Scientists at Dundee University believe they may be a step closer to finding out why some people contract cancer.
Cancer specialists in Dundee will continue their studies into the gene
Researchers have found that people who carry a variant of a specific gene are less likely to develop lung cancer.
The study also revealed that the variant gene can act faster and more effectively to break down a potentially cancer-causing protein.
The team behind the research is now working to see if the discovery has implications for other forms of cancer.
According to the study all humans have the unaltered gene, CYP1B1, while fewer than 10% of people carry its variant.
Dr Thomas Friedberg, who has led the work at Dundee's Ninewells hospital, said the dangerous protein was broken down three times as fast in people with the altered gene.
Having lower levels of the protein corresponds to a lower risk of developing cancer, he said, although the precise relationship is not yet known.
Dr Friedberg said: "We found that the levels of this protein in cells differed depending on the type of the CYP1B1 gene.

→ **What is needed**: Write the next part of the news report on the Dundee study of the CYP1B1 gene and cancer risk, continuing after its last sentence. You can ignore the records entirely.

→ **Supplied information**:
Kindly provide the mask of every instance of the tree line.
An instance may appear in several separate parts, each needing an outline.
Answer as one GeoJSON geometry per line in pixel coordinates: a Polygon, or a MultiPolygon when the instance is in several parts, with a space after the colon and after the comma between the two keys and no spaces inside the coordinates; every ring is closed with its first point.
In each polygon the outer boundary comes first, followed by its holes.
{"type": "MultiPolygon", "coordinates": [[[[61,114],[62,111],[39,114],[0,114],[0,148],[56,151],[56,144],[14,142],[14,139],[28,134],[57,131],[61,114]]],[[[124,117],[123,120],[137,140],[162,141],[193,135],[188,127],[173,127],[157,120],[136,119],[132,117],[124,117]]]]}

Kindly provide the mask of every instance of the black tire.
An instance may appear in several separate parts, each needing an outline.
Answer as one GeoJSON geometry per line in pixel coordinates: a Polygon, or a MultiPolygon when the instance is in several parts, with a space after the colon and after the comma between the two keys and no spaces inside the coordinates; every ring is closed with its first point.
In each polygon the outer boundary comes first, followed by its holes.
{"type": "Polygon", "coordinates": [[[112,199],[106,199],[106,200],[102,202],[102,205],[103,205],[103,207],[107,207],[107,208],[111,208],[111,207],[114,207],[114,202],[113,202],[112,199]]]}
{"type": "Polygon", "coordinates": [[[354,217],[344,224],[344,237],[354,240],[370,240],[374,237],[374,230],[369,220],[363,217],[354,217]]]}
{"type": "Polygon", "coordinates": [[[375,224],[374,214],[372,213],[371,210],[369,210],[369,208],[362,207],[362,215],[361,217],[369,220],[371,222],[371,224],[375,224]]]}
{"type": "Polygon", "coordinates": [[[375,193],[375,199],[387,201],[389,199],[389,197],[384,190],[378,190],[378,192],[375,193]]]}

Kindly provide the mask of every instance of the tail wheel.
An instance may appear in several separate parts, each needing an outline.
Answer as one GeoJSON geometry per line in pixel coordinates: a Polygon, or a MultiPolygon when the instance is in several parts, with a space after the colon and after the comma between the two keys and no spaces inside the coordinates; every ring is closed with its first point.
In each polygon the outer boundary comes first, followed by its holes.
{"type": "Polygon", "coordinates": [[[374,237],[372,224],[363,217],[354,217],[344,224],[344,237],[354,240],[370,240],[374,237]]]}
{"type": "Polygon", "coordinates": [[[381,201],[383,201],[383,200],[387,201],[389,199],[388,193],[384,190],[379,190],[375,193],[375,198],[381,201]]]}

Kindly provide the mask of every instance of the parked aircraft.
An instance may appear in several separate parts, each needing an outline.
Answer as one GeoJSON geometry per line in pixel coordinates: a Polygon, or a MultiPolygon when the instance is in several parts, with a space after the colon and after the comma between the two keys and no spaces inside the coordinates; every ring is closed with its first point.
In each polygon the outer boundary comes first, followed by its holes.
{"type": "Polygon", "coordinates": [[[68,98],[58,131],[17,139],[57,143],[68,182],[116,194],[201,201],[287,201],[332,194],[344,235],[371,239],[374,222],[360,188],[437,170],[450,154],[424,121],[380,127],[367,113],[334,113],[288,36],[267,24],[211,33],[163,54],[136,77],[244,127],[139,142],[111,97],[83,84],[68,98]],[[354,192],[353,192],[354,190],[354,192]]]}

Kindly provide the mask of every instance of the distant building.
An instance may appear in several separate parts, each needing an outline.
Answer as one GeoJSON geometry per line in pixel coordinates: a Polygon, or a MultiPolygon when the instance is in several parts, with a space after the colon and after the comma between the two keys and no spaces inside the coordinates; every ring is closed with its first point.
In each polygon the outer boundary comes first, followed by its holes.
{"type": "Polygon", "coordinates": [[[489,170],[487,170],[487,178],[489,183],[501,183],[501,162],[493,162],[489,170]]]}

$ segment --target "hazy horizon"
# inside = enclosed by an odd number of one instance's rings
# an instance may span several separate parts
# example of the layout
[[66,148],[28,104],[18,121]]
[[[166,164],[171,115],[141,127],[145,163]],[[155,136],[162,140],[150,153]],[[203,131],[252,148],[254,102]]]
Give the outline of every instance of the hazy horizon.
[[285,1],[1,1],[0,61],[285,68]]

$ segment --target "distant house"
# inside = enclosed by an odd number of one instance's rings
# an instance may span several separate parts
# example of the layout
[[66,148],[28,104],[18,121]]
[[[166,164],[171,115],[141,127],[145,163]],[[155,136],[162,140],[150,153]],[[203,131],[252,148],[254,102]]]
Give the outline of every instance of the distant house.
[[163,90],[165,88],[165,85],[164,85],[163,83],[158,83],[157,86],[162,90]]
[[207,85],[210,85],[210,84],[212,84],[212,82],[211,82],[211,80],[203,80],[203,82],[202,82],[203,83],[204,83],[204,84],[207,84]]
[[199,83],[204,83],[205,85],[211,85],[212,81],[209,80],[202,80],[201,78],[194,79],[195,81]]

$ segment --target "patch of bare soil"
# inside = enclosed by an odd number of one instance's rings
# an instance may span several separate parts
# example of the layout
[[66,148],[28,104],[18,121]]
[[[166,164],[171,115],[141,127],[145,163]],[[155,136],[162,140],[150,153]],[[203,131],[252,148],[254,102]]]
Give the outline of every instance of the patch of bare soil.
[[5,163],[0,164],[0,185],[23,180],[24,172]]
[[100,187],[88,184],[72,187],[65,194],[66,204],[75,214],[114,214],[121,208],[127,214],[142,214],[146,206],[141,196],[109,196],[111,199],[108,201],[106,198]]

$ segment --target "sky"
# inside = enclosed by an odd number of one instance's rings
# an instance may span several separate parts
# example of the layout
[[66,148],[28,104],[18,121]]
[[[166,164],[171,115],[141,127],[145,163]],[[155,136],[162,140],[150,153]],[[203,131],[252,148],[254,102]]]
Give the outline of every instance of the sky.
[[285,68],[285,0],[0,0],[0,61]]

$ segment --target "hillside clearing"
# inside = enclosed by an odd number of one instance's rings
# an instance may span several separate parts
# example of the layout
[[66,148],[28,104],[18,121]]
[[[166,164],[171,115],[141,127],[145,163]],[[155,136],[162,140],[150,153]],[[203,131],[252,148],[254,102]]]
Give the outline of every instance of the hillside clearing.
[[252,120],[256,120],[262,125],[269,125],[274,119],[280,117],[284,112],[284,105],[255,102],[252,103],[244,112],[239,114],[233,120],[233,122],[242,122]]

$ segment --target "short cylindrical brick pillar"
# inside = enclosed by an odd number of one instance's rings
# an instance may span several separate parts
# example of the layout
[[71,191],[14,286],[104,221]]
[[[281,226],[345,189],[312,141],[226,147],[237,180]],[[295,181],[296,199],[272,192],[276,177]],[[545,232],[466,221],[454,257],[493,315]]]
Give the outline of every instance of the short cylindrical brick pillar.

→ **Response area**:
"This was because some varieties of the CYP1B1 protein were broken down much faster by cellular enzymes.
"This in turn results in individuals in the metabolism of cancer-causing substances, leading to differences in cancer susceptibility."
He added: "We believe our findings will lead to novel approaches in cancer treatment."
In the past women who carry the changed form of the gene have been found to have lower incidence of the disease compared to individuals with the other forms of the CYP1B1, but the reason was not known.
Dr Friedberg's laboratory research was carried out over three years and funded by the Association for International Cancer Research (AICR).